» **What the task asks**
Starting from the line that contains "Where can you spot the gray", output every remaining line of the records below exactly as it appears, that line and the last one included.

---------- Data shown

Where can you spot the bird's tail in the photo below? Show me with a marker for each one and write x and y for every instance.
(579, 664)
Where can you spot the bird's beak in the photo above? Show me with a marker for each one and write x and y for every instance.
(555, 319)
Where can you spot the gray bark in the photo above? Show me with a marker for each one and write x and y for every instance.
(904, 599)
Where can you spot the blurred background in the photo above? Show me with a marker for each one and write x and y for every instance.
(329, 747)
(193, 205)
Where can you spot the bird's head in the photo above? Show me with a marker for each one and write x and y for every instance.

--------------------

» **Finished task**
Where can you spot the gray bark in the photo above? Show me with a marker for each one and write x and y for every instance.
(904, 599)
Where can you spot the blurred background in the photo above? Show me with a marker for each one and write x and y for every instance.
(329, 747)
(193, 205)
Where can you spot the bird's head in the photo above? Show me with a marker for each one and write x and y for every instance.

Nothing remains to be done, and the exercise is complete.